▶ THE TASK
Below are records with pictures. Transcribe exactly, and only, the lines from the line with "Spot the running" to the line with "Spot the brown", both ends included, but not the pictures.

▶ EXTRACTED DATA
_____
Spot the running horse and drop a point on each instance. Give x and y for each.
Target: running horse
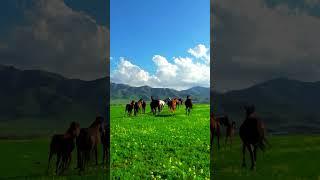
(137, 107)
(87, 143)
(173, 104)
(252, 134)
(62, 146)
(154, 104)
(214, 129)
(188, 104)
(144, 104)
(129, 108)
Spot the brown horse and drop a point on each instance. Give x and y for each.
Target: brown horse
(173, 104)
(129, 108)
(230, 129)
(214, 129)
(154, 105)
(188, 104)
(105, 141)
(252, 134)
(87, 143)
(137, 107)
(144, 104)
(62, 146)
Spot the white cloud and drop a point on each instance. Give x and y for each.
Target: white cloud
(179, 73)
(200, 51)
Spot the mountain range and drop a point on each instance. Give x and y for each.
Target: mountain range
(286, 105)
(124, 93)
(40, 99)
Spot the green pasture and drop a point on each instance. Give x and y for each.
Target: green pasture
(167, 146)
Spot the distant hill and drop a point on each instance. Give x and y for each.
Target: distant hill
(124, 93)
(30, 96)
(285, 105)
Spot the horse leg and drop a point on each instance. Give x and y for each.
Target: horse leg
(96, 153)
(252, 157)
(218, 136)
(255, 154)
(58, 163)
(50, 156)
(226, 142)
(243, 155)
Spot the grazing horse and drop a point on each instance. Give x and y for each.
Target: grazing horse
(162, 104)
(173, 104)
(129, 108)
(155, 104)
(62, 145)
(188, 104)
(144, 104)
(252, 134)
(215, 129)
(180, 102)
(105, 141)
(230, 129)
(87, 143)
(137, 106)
_____
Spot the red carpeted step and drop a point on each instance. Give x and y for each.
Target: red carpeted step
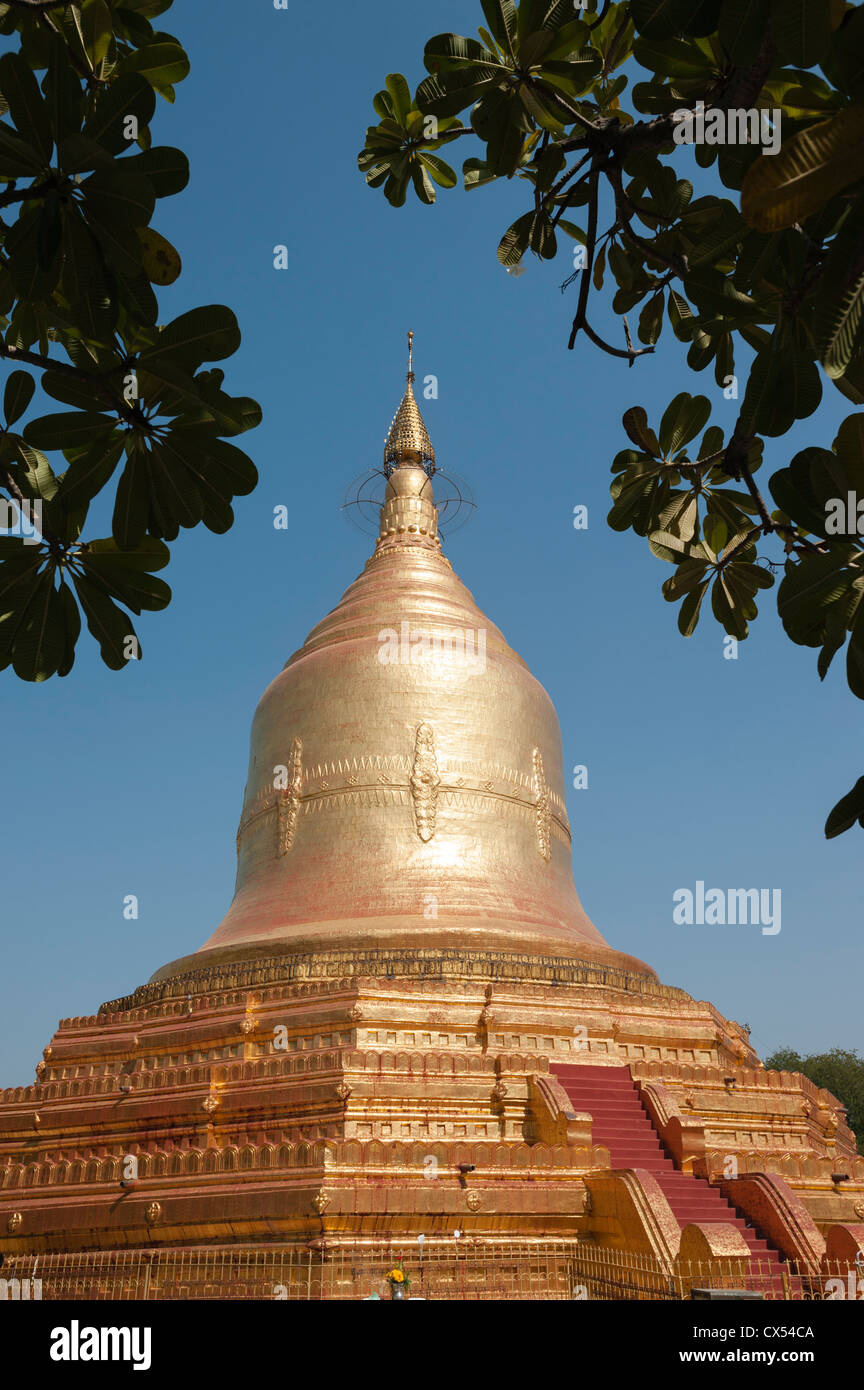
_____
▶ PROBLEM SOLUTION
Spot the running horse and drop a point on each instance. Give x and y for each.
Target: running horse
(137, 107)
(87, 143)
(173, 104)
(252, 134)
(62, 146)
(154, 104)
(214, 129)
(188, 104)
(144, 104)
(129, 108)
Spot the brown horse and drop a point on each instance. Give x and y for each.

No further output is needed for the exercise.